| Location identification items |
__________________________________________________
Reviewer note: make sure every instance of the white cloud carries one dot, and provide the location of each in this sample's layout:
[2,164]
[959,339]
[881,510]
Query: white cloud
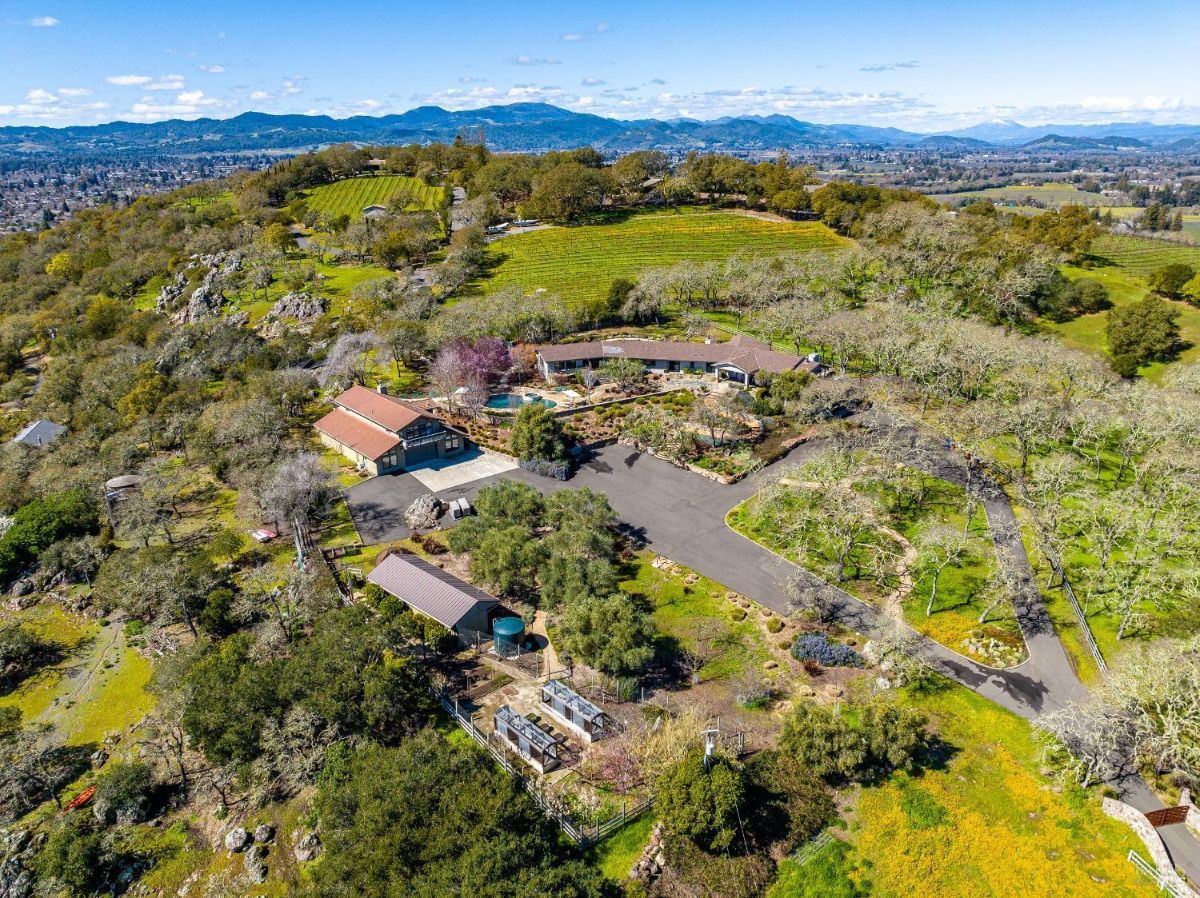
__________________________________________________
| GIVEN REQUEST |
Reproduce the entire listing above verbatim, line for line, omitting the picture.

| ANSWER TO THIS TASK |
Reviewer note: make sure every instance of the white cloud carries one dot, and provide the location of each in this sample's layout:
[2,164]
[959,339]
[881,510]
Query: white cloud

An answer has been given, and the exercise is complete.